## Do this
Write out each entry, exactly the way it appears.

## Exercise input
** Begin **

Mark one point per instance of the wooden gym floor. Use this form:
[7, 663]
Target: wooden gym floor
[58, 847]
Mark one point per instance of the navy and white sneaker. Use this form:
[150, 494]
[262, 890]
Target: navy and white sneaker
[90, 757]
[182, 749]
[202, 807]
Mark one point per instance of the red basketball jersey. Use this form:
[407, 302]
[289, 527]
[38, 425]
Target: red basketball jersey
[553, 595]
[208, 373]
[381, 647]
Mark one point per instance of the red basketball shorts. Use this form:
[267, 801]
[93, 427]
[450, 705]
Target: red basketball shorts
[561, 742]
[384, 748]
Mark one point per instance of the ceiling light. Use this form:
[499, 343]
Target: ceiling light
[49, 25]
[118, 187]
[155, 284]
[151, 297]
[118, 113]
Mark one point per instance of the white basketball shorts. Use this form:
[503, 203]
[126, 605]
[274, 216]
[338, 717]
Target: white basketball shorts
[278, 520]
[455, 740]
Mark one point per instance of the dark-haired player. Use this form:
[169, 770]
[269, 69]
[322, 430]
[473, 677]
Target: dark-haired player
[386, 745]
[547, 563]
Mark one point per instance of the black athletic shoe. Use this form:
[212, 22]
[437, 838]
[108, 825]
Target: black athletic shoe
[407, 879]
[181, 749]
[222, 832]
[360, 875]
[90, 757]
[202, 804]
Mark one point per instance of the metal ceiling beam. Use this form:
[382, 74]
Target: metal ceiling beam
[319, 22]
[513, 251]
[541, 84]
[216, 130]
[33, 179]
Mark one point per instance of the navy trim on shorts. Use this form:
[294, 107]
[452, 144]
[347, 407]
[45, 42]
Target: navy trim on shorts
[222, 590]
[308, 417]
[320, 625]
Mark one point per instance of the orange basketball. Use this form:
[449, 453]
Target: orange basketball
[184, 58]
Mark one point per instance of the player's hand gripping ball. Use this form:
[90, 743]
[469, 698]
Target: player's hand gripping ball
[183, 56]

** End **

## Task result
Mark one point per instance of the wooden gym floor. Use this form:
[7, 663]
Target: wooden gym floor
[58, 847]
Mark one point per instance of the navy and white sneaker. Use this form:
[150, 494]
[262, 890]
Target: navy and white sneaker
[90, 757]
[182, 749]
[202, 807]
Mark one point per instance of the red basketball jersey. Use this form:
[407, 302]
[289, 527]
[38, 425]
Target: red basketball jersey
[553, 595]
[208, 373]
[381, 647]
Mark one point per instance of the red basketball shorts. Use this form:
[267, 801]
[93, 427]
[450, 705]
Target: red basketball shorts
[561, 742]
[384, 748]
Mark one point per instance of the ceiling light. Use this form:
[499, 343]
Target: ceiling light
[49, 25]
[118, 187]
[155, 284]
[151, 297]
[118, 113]
Mark one point per instance of the white basketball shorts. Use this form:
[503, 203]
[126, 605]
[274, 216]
[338, 717]
Target: white basketball shorts
[278, 520]
[455, 740]
Mark one point per instance of the dark-haired player. Use this form:
[169, 770]
[269, 69]
[322, 430]
[473, 677]
Target: dark-haired player
[386, 745]
[547, 563]
Mark one point per instance of the black athletic shoe. Use this form:
[212, 22]
[437, 838]
[108, 825]
Target: black athletic shoe
[407, 879]
[181, 749]
[222, 832]
[360, 875]
[90, 757]
[202, 804]
Mark one point per instance of the metal ceiling beam. Use this form:
[382, 74]
Target: metal ceiling beam
[319, 22]
[513, 251]
[541, 84]
[216, 130]
[33, 179]
Mark one point per instance of the navy trim on shorts. Use this form:
[294, 107]
[452, 144]
[347, 407]
[45, 42]
Target: navy trim on shorts
[222, 590]
[308, 417]
[320, 625]
Mark one point per instance of the orange basketball. Use this form:
[449, 453]
Target: orange basketball
[184, 58]
Mark one point per instance of the player's hand gripping ball. Use this form:
[90, 743]
[469, 698]
Target: player's hand gripping ball
[183, 56]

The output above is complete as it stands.